- **Given request 1**
List each distinct number with a decimal point that appears in the explanation of mean anomaly below.

- **Quoted passage**

◇ ◇ ◇ ◇

First you should get an idea of what "Anomaly" means. An anomaly is an angle which can describe the position of the satellite in its orbit. The true anomaly is the actual angle made between the position of the satellite and the perigee. The true anomaly changes quickly when the satellite is close to the Earth and slowly when it is far from the Earth.
The mean anomaly is much simpler: it just increases linearly with from 0 to 360. It is zero when the satellite is at perigee. So if a satellite takes 100 minutes to orbit and it is perigee at time t=0, then it will be at 90degrees at t=25, 180degrees at t=50. The mean anomaly is just proportional to time. "Mean" here means "average", not "meaning".
The orbital elements will tell you the mean anomaly at a particular time (given as "days in the year" In your data, at day 320.81254693 of 2018 (the "epoch") the mean anomaly was 308.7017.
You also know that the mean motion is 15.53998777. That is the number of orbits the satellite makes each day. One orbit is 360 degrees, so in 'n' days the mean anomaly will increase by 15.53998777 × 360 × n
You can now find the mean anomaly at any future time. For example 2.5 days after the epoch, at day 323.31254693, the anomaly will be 308.7017 + (15.53998777 × 360 × 2.5). You may need to reduce this angle to the range 0 to 360.
To add accuracy you can also use the fact that the orbital period is slowly changing (It is getting shorter as the ISS falls towards Earth due to drag). But this change is not quick and can be neglected over short periods of time.
Now you can work out how many days pass between the epoch and Dec 1st and you can work out the mean anomaly.
The question is worded strangely. It is an odd use of "which" and is unclear about the time. It should ask "What is the mean anomaly of the ISS at the epoch" and "What is the mean anomaly of the ISS at 00:00 on Dec 18th 2018"

◇ ◇ ◇ ◇

- **Given request 2**
Revise the listing from its first line through the line that contains "[138, 2, 598, 377]", changing "quality-assurance" to "quality-control" and leaving everything else unchanged.

◇ ◇ ◇ ◇

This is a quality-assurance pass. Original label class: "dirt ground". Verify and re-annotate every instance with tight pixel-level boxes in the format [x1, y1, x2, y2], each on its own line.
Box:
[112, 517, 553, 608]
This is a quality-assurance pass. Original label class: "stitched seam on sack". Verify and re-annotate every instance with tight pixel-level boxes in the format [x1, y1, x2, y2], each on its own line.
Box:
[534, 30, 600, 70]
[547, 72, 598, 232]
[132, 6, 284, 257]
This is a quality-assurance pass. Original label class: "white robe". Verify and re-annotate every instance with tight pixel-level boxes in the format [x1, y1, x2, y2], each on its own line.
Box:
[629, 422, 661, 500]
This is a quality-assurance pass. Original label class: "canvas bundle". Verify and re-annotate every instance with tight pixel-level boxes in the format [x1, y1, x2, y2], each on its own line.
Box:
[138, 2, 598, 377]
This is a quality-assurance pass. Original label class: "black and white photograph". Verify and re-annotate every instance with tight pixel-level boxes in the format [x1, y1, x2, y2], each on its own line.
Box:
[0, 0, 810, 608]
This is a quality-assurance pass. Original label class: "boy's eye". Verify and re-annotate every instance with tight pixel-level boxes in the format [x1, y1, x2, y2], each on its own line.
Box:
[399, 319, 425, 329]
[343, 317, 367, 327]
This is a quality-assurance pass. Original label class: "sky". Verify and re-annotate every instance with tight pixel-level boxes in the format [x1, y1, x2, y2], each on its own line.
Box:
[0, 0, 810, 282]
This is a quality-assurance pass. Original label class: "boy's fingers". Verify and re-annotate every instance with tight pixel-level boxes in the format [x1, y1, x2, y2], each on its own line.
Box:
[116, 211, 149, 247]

◇ ◇ ◇ ◇

- **Exercise result 1**
320.81254693
308.7017
15.53998777
2.5
323.31254693

- **Exercise result 2**
This is a quality-control pass. Original label class: "dirt ground". Verify and re-annotate every instance with tight pixel-level boxes in the format [x1, y1, x2, y2], each on its own line.
Box:
[112, 517, 553, 608]
This is a quality-control pass. Original label class: "stitched seam on sack". Verify and re-annotate every instance with tight pixel-level boxes in the format [x1, y1, x2, y2], each on its own line.
Box:
[534, 30, 600, 70]
[547, 72, 598, 232]
[132, 6, 284, 257]
This is a quality-control pass. Original label class: "white robe". Verify and re-annotate every instance with tight pixel-level boxes in the format [x1, y1, x2, y2], each on its own line.
Box:
[629, 422, 661, 500]
This is a quality-control pass. Original label class: "canvas bundle". Verify and re-annotate every instance with tight pixel-level boxes in the format [x1, y1, x2, y2], each on its own line.
Box:
[138, 2, 598, 377]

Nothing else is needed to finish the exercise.